Problems:
[1] From the email thread about Google's servers, copy everything from "I seem to recall" down to "I'm just speculating." word for word.
[2] Render every line of the rows as a numbered list, skipping blank lines.

Page text:
[Start]
They do run Linux. And they built their own distributed file system to
handle the thousands of nodes/large file cache they deal with.

I'll see if I can dig up the file system article...

Here it is: http://labs.google.com/papers/gfs-sosp2003.pdf

-sc

-----Original Message-----
From: Ben Scott [mailto:[email protected]] 
Sent: Thursday, April 02, 2009 7:12 PM
To: NT System Admin Issues
Subject: Re: OTish: Googles Servers

On Thu, Apr 2, 2009 at 6:16 PM, Peter van Houten <[email protected]>
wrote:
> . The power supply claims an input voltage of "200-240vac". When did
you
> folks on the other side of the pond raise your voltage?

  I seem to recall that Google was experimenting with plant DC
distribution to commodity PC hardware, and they had discovered that if
you feed a DC battery into the input of a 240 VAC power supply, it
worked.  I don't recall what the battery voltage was.  This also might
be something completely different; I'm just speculating.

  The advantage of an all DC power system is that you don't waste
money converting from DC to AC and back again, like you do with a
conventional UPS.  You just have a giant battery plant as the primary
power source.  AC is used just to keep the battery charged.  If AC
fails, there's no UPS switch-over; the batteries just stop charging
for a little while.  The telco's figured this out decades ago; all
their equipment runs on 48 VDC.

> . Lack of display and audio sockets, even though the PCB is designed
for
> these connectors.
[End]
Records shown:
[Start]
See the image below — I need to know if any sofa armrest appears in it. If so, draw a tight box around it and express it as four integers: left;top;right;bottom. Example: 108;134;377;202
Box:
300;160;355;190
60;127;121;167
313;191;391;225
[End]
Outputs for the tasks:
[1]
I seem to recall that Google was experimenting with plant DC
distribution to commodity PC hardware, and they had discovered that if
you feed a DC battery into the input of a 240 VAC power supply, it
worked.  I don't recall what the battery voltage was.  This also might
be something completely different; I'm just speculating.

[2]
1. See the image below — I need to know if any sofa armrest appears in it. If so, draw a tight box around it and express it as four integers: left;top;right;bottom. Example: 108;134;377;202
2. Box:
3. 300;160;355;190
4. 60;127;121;167
5. 313;191;391;225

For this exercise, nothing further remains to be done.